Goal of the exercise
Can you echo back every line of the data below, unchanged and in order?

Recorded data
▶

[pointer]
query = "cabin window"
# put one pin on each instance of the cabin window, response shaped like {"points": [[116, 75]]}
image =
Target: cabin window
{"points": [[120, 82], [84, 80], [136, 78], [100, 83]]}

◀

Solution to this exercise
[pointer]
query = "cabin window"
# put one pin on each instance of the cabin window, response shaped like {"points": [[116, 75]]}
image =
Target: cabin window
{"points": [[120, 82], [84, 80], [136, 78], [100, 83]]}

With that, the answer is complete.